SUPPLIED RECORDS:
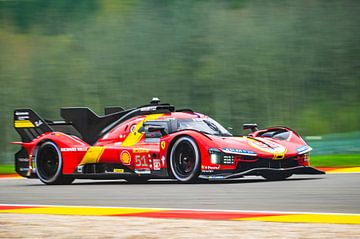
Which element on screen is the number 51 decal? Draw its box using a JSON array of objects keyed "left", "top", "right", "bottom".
[{"left": 135, "top": 155, "right": 149, "bottom": 167}]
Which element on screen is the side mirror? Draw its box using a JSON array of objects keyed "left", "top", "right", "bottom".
[
  {"left": 147, "top": 125, "right": 167, "bottom": 136},
  {"left": 243, "top": 124, "right": 258, "bottom": 132}
]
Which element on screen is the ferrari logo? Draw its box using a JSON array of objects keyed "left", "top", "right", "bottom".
[{"left": 120, "top": 150, "right": 131, "bottom": 165}]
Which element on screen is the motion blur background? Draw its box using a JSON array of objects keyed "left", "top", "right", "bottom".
[{"left": 0, "top": 0, "right": 360, "bottom": 163}]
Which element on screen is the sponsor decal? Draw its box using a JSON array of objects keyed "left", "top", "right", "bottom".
[
  {"left": 161, "top": 156, "right": 165, "bottom": 166},
  {"left": 60, "top": 147, "right": 87, "bottom": 152},
  {"left": 296, "top": 145, "right": 312, "bottom": 153},
  {"left": 16, "top": 158, "right": 29, "bottom": 162},
  {"left": 35, "top": 120, "right": 43, "bottom": 127},
  {"left": 247, "top": 138, "right": 287, "bottom": 160},
  {"left": 135, "top": 155, "right": 149, "bottom": 168},
  {"left": 222, "top": 148, "right": 256, "bottom": 156},
  {"left": 203, "top": 166, "right": 220, "bottom": 170},
  {"left": 133, "top": 149, "right": 149, "bottom": 154},
  {"left": 17, "top": 116, "right": 30, "bottom": 120},
  {"left": 201, "top": 169, "right": 214, "bottom": 173},
  {"left": 153, "top": 159, "right": 161, "bottom": 170},
  {"left": 120, "top": 150, "right": 131, "bottom": 165},
  {"left": 15, "top": 111, "right": 29, "bottom": 116},
  {"left": 14, "top": 120, "right": 35, "bottom": 128},
  {"left": 113, "top": 168, "right": 124, "bottom": 173}
]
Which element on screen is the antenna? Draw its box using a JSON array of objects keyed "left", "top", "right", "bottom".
[{"left": 150, "top": 97, "right": 160, "bottom": 105}]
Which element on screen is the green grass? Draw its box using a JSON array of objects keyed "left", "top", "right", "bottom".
[
  {"left": 0, "top": 154, "right": 360, "bottom": 174},
  {"left": 0, "top": 164, "right": 15, "bottom": 174},
  {"left": 310, "top": 154, "right": 360, "bottom": 167}
]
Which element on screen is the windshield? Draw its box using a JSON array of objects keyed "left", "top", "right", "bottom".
[{"left": 178, "top": 118, "right": 232, "bottom": 136}]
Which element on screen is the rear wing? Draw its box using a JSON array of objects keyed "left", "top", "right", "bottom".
[{"left": 14, "top": 109, "right": 54, "bottom": 143}]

TO BE DONE: Reproduce the entire listing above verbatim, from its first line to its last, and omit the pictures.

FINISHED EXERCISE:
Which element on screen is the number 51 decal? Draw its box using a JSON array of objects keyed "left", "top", "right", "bottom".
[{"left": 135, "top": 155, "right": 149, "bottom": 167}]
Which element on screen is the side mirror? Draw its box using a JSON array of objects keyed "left", "top", "right", "bottom".
[
  {"left": 147, "top": 125, "right": 167, "bottom": 136},
  {"left": 243, "top": 124, "right": 258, "bottom": 132}
]
Which element on screen is the ferrari logo? Draw its box using a JSON array of objects keyed "left", "top", "right", "bottom".
[{"left": 120, "top": 150, "right": 131, "bottom": 165}]
Which element on screen is the motion blur background? Draw its box using a JSON array of objects keyed "left", "top", "right", "bottom".
[{"left": 0, "top": 0, "right": 360, "bottom": 163}]
Which element on screen is the sponsor decal? Draw its box using a JSON array of objects keyed "left", "top", "right", "bottom".
[
  {"left": 161, "top": 156, "right": 165, "bottom": 166},
  {"left": 60, "top": 147, "right": 87, "bottom": 152},
  {"left": 296, "top": 145, "right": 312, "bottom": 153},
  {"left": 16, "top": 158, "right": 29, "bottom": 162},
  {"left": 35, "top": 120, "right": 43, "bottom": 127},
  {"left": 247, "top": 138, "right": 287, "bottom": 160},
  {"left": 135, "top": 155, "right": 149, "bottom": 168},
  {"left": 222, "top": 148, "right": 256, "bottom": 156},
  {"left": 203, "top": 166, "right": 220, "bottom": 170},
  {"left": 133, "top": 149, "right": 149, "bottom": 154},
  {"left": 17, "top": 116, "right": 30, "bottom": 120},
  {"left": 201, "top": 169, "right": 214, "bottom": 173},
  {"left": 153, "top": 159, "right": 161, "bottom": 170},
  {"left": 120, "top": 150, "right": 131, "bottom": 165},
  {"left": 15, "top": 111, "right": 29, "bottom": 116},
  {"left": 14, "top": 120, "right": 35, "bottom": 128},
  {"left": 113, "top": 168, "right": 124, "bottom": 173}
]
Which element on screen is the antenna? Draw its box using a JSON array of objects keyed "left", "top", "right", "bottom".
[{"left": 150, "top": 97, "right": 160, "bottom": 105}]
Which element on screen is the green grass? Draw its box using a JSON array of objects keyed "left", "top", "right", "bottom".
[
  {"left": 0, "top": 154, "right": 360, "bottom": 174},
  {"left": 0, "top": 164, "right": 15, "bottom": 174},
  {"left": 310, "top": 154, "right": 360, "bottom": 167}
]
Which element on screen is the windshield? Draw its box using a JSON array of objects keyed "left", "top", "right", "bottom".
[{"left": 178, "top": 118, "right": 232, "bottom": 136}]
Which element on screen is the rear wing? Draw its box using a JSON array of objects keyed "left", "top", "right", "bottom".
[{"left": 14, "top": 109, "right": 54, "bottom": 143}]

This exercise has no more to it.